## Begin

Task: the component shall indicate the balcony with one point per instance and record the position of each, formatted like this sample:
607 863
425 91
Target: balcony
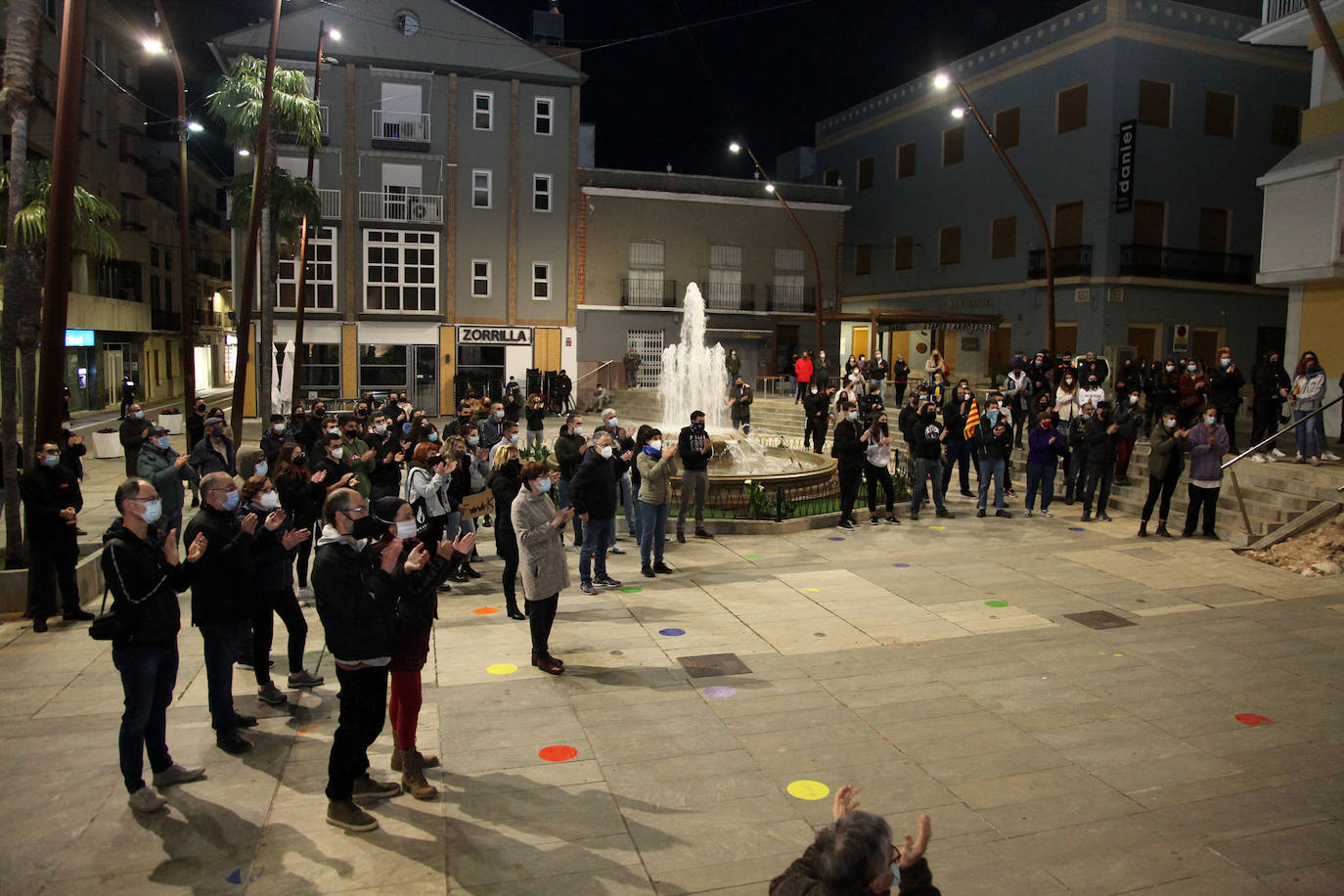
403 208
1186 263
401 129
648 293
331 202
729 297
1070 261
801 299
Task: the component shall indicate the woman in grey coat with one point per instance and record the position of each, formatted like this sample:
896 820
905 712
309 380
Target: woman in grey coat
541 558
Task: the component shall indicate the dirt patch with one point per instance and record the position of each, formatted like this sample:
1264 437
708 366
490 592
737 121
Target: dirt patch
1312 554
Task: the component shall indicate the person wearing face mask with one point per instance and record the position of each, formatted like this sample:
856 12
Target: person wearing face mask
417 607
165 470
356 602
858 855
1164 468
215 452
1207 446
654 500
144 576
593 493
222 598
1225 392
51 504
273 575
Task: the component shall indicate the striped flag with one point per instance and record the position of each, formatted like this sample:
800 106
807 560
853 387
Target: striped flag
972 420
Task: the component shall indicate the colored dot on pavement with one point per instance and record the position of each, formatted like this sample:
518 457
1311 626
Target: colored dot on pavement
558 752
808 790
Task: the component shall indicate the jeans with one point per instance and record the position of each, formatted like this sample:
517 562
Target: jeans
1041 475
597 536
924 468
363 705
694 482
991 469
221 651
653 525
148 677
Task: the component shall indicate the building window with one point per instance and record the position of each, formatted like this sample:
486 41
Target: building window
1154 104
481 188
482 107
1285 125
542 119
1219 114
1071 109
1008 126
481 278
949 246
320 280
865 173
905 161
401 270
953 146
863 259
1003 237
541 193
904 254
541 280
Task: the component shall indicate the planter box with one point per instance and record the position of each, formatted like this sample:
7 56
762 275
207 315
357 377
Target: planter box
107 445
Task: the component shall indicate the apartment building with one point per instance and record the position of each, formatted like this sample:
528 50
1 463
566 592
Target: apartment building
448 186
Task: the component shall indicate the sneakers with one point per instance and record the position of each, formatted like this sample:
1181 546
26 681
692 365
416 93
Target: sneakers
344 813
367 788
272 696
176 774
146 801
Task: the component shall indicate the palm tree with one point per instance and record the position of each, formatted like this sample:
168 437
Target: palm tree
237 105
24 259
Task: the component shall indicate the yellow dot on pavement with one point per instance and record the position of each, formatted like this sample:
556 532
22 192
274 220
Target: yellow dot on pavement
808 790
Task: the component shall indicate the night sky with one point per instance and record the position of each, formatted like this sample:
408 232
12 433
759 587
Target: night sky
679 97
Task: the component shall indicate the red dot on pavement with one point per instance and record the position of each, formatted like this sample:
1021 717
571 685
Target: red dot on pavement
558 754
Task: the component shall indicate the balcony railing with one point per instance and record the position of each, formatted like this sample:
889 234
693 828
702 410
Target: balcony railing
410 208
1186 263
331 202
401 126
1070 261
648 293
729 297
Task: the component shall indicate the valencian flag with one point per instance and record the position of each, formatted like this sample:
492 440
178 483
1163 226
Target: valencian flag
972 420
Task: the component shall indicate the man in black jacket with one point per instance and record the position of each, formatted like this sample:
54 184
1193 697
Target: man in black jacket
221 601
144 576
356 598
51 504
851 441
593 495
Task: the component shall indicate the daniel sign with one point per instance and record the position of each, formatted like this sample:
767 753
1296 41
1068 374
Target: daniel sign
495 335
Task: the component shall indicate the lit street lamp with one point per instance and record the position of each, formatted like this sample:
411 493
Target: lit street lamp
942 81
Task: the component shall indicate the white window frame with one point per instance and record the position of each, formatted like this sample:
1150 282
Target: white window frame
546 281
489 109
549 117
484 277
539 194
489 187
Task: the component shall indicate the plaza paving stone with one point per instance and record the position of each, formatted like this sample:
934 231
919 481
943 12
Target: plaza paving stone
1053 758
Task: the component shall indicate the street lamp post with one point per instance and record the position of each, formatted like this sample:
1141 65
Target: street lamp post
189 305
942 81
301 276
736 147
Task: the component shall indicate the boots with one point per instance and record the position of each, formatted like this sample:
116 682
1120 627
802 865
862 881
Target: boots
413 777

## End

* EXERCISE DIRECTIONS:
Omitting all images, print the listing exactly.

* REPLY TO THE EXERCISE:
Task: the component shall indicate the balcony with one point per instance and record the position of each, formatted like this sample:
607 863
425 91
Target: balcony
403 208
1186 263
401 129
648 293
331 202
729 297
1070 261
801 299
Task: the component shall indicate the woman in grey coat with one point per instance and record the position of each, formatted like this sample:
896 820
905 712
309 380
Target: woman in grey coat
541 558
Task: the component shall indicate the dirt patch with one point per instance and record the position of each, formatted like this sample:
1264 437
708 366
490 592
737 121
Target: dirt patch
1312 554
Task: the component shall indicate the person wearing face mask with one point per instance and record the position of each, formatted like this sample:
856 12
Target: person wearing face mask
417 607
165 470
356 602
858 855
1164 468
215 452
1207 446
654 500
144 576
593 493
222 598
1225 392
51 504
273 575
Task: the component shall indicate the striped flag with one point per instance and record the position of each, formatted like this sample:
800 106
807 560
853 387
Target: striped flag
972 420
Task: the component shall indicate the colored dot on pavement with one point per instance and record the position of each, formatted like this sample:
518 457
1311 626
Target: colored dot on pavement
558 752
808 790
Task: the component shall indicate the jeans with one point per instance and record the position of each, formatted like this sample:
517 562
Target: jeans
1041 475
597 536
924 468
363 705
694 482
991 469
221 651
653 525
148 677
Task: the component shall indicate the building window with one point per instance and record the position of each, formatted like this sample:
486 41
Target: building window
1154 104
481 188
482 107
1285 125
542 119
1219 114
1071 109
1008 126
481 278
949 246
320 280
865 173
905 161
401 270
953 146
863 259
1003 237
541 193
904 254
541 280
Task: the component shall indicate the planter box with one point per instance and record the position of each, formatted like this sample:
7 56
762 275
207 315
357 377
Target: planter box
107 445
Task: the component shall indicate the apartment building with one point per instance and record the position of each, formatted like this sample:
528 50
1 463
566 592
Target: apartment building
448 186
Task: the component shall indicate the sneakers with one point per instance and record the position of each, formatted like this sample:
1181 546
26 681
692 365
416 93
Target: sneakers
344 813
367 788
272 696
176 774
146 801
Task: the component shall indicate the palm tree with one point per instance and record the position of each, formatted like this sample:
168 437
Target: palm tree
237 105
24 259
Task: the component shall indicate the yellow dot on pavement with one point per instance and record the position of each, formatted like this sample:
556 532
22 192
274 220
Target: yellow dot on pavement
808 790
Task: the component shall indicate the night sky with one point per instance and record the position of each, formatted like this sample:
408 232
12 433
759 587
Target: night sky
679 97
Task: the component shall indicate the red dot on pavement with one point per instance and record the position of each, formatted like this sample:
1021 717
571 685
Target: red dot on pavement
558 754
Task: the component shall indicate the balcony railing with one point per instance and record the position of each, formatted like this sample:
889 234
693 828
702 410
Target: balcony railing
410 208
1186 263
331 202
401 126
1070 261
648 293
729 297
Task: the component shall indicate the valencian flag with one point per instance and record the position of each, formatted like this sample:
492 440
178 483
1163 226
Target: valencian flag
972 420
Task: the component shall indicate the man in black jacket with one point per instance and record the position of each, formatted like this sample:
54 184
1193 697
Target: man in black jacket
221 601
144 576
356 598
51 504
851 441
593 495
Task: the component shall indicate the daniel sign with one point per instance and record the position of each, formatted like this sample:
767 753
1296 41
1068 374
Target: daniel sign
495 335
Task: the component shall indicate the lit street lamp with one point per instance and record the position of each, formatted like this sample:
411 493
Target: lit street lamp
942 81
Task: the component shall indicate the white window frame with one point per instance and record the position of each, formatted like this sample:
1150 282
Target: white window frame
546 281
489 109
549 117
484 277
539 194
489 187
Task: the component shall indicate the plaza paving stone with one point per instance and record the position of each, formatted like this sample:
934 231
919 481
943 12
Target: plaza paving stone
1053 758
Task: the component shall indicate the street lamp post with one point per instance and record the position of each, formatted like this sample:
1141 65
Target: street lamp post
189 305
942 81
301 276
736 147
Task: the component shall indicate the boots with one point per instance and record the position of each, formatted like this sample:
116 682
1120 627
802 865
862 881
Target: boots
413 777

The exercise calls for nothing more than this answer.